··· RECORDS PROVIDED

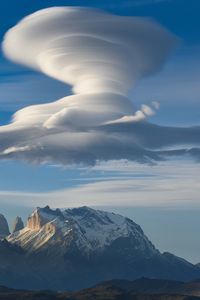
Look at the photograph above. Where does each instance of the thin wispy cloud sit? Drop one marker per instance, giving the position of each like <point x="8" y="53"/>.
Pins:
<point x="102" y="57"/>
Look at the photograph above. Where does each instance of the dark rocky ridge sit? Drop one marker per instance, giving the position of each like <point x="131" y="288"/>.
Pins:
<point x="77" y="248"/>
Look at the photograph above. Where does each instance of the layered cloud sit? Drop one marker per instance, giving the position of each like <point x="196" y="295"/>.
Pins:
<point x="101" y="56"/>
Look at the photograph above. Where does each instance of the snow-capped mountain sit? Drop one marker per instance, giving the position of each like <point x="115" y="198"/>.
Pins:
<point x="90" y="230"/>
<point x="77" y="248"/>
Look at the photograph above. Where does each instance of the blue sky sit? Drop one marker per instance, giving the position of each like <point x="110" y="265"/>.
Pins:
<point x="176" y="87"/>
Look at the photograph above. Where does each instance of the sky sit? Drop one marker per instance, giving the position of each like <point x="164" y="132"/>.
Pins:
<point x="154" y="181"/>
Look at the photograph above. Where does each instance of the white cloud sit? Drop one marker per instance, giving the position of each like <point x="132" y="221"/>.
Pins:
<point x="102" y="56"/>
<point x="167" y="185"/>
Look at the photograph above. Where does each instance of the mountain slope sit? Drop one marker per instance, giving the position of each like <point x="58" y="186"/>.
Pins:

······

_TO DO_.
Whenever a line above includes "cloud", copy it in full.

_RESULT OF THE TASK_.
Look at the photograph above. Where does each instance of the thin wispy cloud sit? Drop one marker per instance, giving the position of each like <point x="8" y="53"/>.
Look at the photograph above. Where does each instance of the layered cloud sit? Drop one marker per instance, giving the position of each like <point x="196" y="295"/>.
Look at the photograph above. Where does each instance of the white cloud sit? Drop one marker per instance, giving the position of each like <point x="132" y="221"/>.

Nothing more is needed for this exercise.